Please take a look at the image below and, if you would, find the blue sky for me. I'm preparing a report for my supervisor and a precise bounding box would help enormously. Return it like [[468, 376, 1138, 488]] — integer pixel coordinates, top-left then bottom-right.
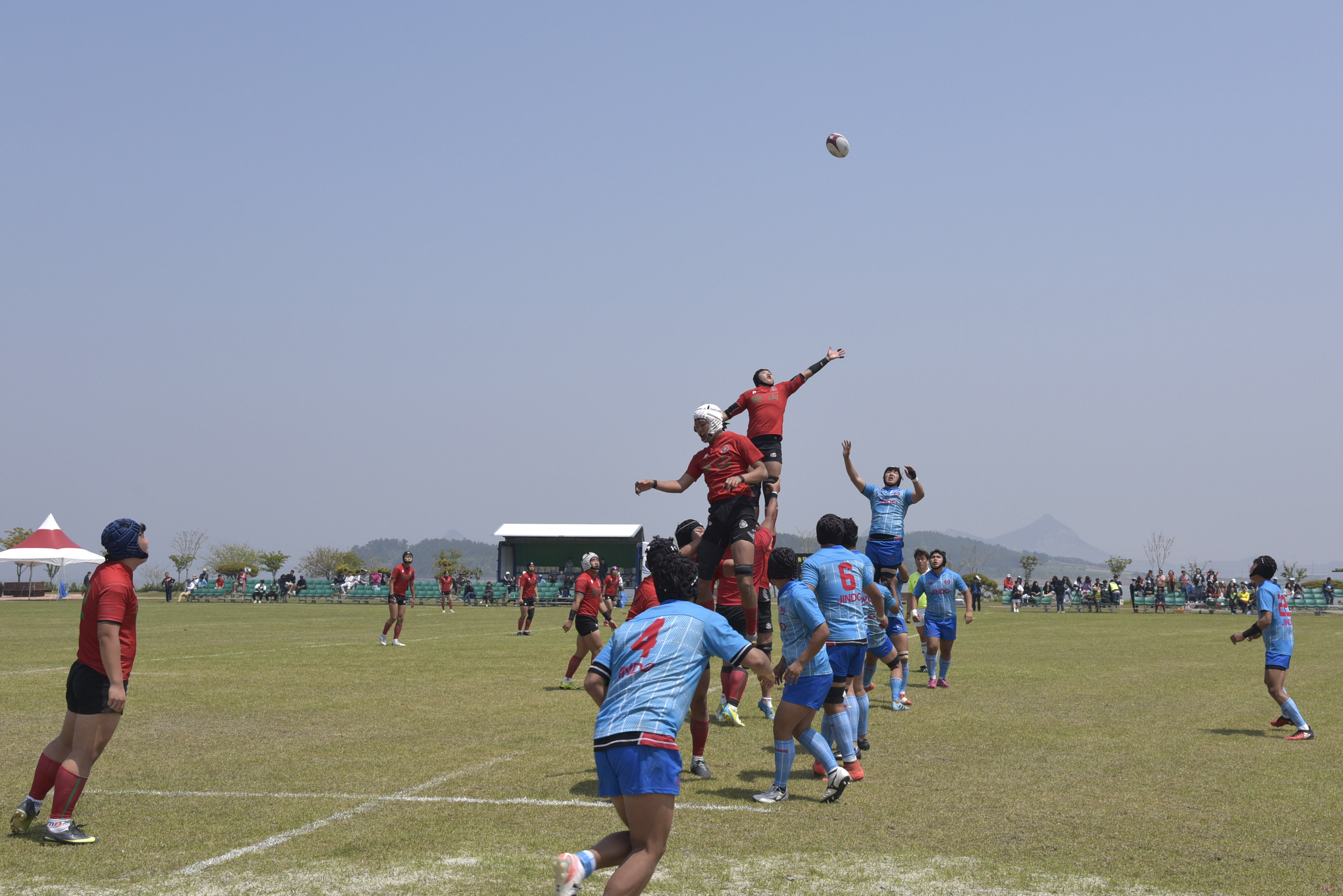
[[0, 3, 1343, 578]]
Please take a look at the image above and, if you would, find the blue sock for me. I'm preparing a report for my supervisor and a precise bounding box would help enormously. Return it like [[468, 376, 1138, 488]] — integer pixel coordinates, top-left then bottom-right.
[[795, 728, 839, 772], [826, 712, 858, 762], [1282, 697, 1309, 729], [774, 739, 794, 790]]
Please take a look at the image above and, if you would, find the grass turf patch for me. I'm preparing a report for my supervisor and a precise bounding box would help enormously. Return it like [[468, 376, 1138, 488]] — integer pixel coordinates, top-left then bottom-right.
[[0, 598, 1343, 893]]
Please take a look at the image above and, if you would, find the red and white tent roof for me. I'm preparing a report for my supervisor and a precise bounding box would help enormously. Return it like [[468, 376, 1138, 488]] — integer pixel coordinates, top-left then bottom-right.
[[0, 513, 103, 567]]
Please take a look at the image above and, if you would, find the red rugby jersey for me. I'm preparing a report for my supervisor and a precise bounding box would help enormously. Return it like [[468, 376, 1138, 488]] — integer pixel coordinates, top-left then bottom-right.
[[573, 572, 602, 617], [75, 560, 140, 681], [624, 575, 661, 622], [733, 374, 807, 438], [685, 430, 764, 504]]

************

# [WHAT THE EXERCISE ASKS]
Reproduce the stretch from the line containing "find the grass" through the end of the records, requests included, and add -127 to every coordinate in the answers.

# [EXERCISE RESPONSE]
Please take a look at the image above and, if you would, find the grass turf patch for me. I'm preparing a report for my supervisor and a precise bounding box would help enormously. Return it like [[468, 376, 1138, 488]] — integer pixel coordinates, top-left then bottom-right.
[[-127, 471, 1216, 766]]
Please take a look at the image above and, if you would, find the red and white tent roof for me. I'm preparing a report for my supervisor and a precise bounding box would help enormously. Return it like [[468, 376, 1138, 488]] — integer pixel coordinates, top-left then bottom-right.
[[-127, 386, -24, 440]]
Please take a look at the image above and, if you would, find the red rugby jersey for me. I'm preparing a report for my supervisor and a precise bounding box would help enormously. Return it like [[468, 376, 1138, 488]] — integer pixel coordinates, top-left then bottom-right.
[[446, 445, 475, 490], [-52, 433, 13, 554], [497, 448, 534, 495], [606, 247, 680, 311], [558, 303, 637, 377]]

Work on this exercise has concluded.